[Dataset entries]
[START]

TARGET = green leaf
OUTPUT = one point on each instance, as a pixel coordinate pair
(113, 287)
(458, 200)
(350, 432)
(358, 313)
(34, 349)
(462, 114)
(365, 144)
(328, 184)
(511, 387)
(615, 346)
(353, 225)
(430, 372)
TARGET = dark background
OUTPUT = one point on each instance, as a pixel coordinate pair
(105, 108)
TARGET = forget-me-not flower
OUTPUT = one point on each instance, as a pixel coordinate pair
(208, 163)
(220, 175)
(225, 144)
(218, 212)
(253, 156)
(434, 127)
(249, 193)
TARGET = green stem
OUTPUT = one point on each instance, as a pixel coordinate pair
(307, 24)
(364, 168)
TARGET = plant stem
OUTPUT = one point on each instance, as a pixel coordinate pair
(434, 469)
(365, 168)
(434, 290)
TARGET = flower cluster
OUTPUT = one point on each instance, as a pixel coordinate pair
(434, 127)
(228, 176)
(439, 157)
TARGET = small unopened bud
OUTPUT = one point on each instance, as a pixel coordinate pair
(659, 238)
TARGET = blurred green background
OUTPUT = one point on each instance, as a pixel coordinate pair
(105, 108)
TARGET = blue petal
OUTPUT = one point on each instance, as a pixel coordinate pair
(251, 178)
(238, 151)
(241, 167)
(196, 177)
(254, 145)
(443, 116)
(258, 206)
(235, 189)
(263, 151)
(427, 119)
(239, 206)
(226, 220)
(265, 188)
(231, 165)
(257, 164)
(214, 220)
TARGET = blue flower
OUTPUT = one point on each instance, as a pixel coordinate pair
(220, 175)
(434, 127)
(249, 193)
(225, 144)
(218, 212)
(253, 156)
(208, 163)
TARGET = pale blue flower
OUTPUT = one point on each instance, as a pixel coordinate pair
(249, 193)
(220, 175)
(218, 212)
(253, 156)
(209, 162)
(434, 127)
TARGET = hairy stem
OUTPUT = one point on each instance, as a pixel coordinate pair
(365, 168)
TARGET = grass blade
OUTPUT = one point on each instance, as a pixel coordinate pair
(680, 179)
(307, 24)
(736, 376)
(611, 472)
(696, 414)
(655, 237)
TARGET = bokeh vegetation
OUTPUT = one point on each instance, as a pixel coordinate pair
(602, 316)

[END]

## Problem to work on
Update the dataset entries above by changing every "instance" to "object", leaving all other text in them unchanged.

## Result of this task
TARGET = green leaf
OUTPUT = one point on each object, as a pixel coordinate pair
(113, 287)
(458, 200)
(350, 432)
(358, 313)
(34, 349)
(462, 114)
(365, 144)
(328, 184)
(511, 387)
(615, 346)
(353, 225)
(430, 372)
TARGET = dark background
OUTPUT = one point on each object, as a pixel coordinate pair
(105, 108)
TARGET = forget-me-not flower
OUTPUT = one point on each object, as a pixel coordinate pair
(208, 163)
(220, 175)
(225, 144)
(218, 212)
(253, 156)
(434, 127)
(249, 193)
TARGET = green stem
OUTPUT = one point on each object, as a pixel coordinate pair
(307, 24)
(364, 168)
TARGET = plant stem
OUTPUT = one point on each object, as a pixel coordinate pair
(434, 469)
(365, 168)
(434, 290)
TARGET = flower cluster
OUTPUT = one point on each object, as a pixel coordinate pair
(434, 127)
(228, 176)
(439, 157)
TARGET = small unopened bud
OUTPUT = one point on each object, as a pixel coordinate pair
(659, 238)
TARGET = blurred green background
OUTPUT = one point on each object, as a pixel coordinate pair
(105, 108)
TARGET = blue petal
OUTPUT = one point on each object, as a pixel coordinate pair
(251, 178)
(238, 151)
(241, 167)
(196, 177)
(254, 145)
(443, 116)
(258, 206)
(235, 189)
(263, 151)
(427, 119)
(239, 206)
(226, 220)
(265, 188)
(231, 165)
(257, 164)
(214, 220)
TARGET = blue flower
OUTPUT = one point on each object, as a pixel coordinate pair
(220, 175)
(434, 127)
(249, 193)
(225, 144)
(218, 212)
(253, 156)
(208, 163)
TARGET = pale blue flower
OUTPUT = one point on each object, as a pixel coordinate pair
(249, 193)
(220, 175)
(218, 212)
(253, 156)
(209, 162)
(434, 127)
TARGET = hairy stem
OUTPUT = one point on each object, as a pixel coordinate pair
(365, 168)
TARGET = grass blade
OUTPUT = one point on each object, as a pixel coordinate pair
(680, 179)
(307, 24)
(736, 376)
(611, 472)
(696, 414)
(655, 237)
TARGET = bokeh vegetation
OUTPUT = one point on each object, as a pixel coordinate pair
(602, 316)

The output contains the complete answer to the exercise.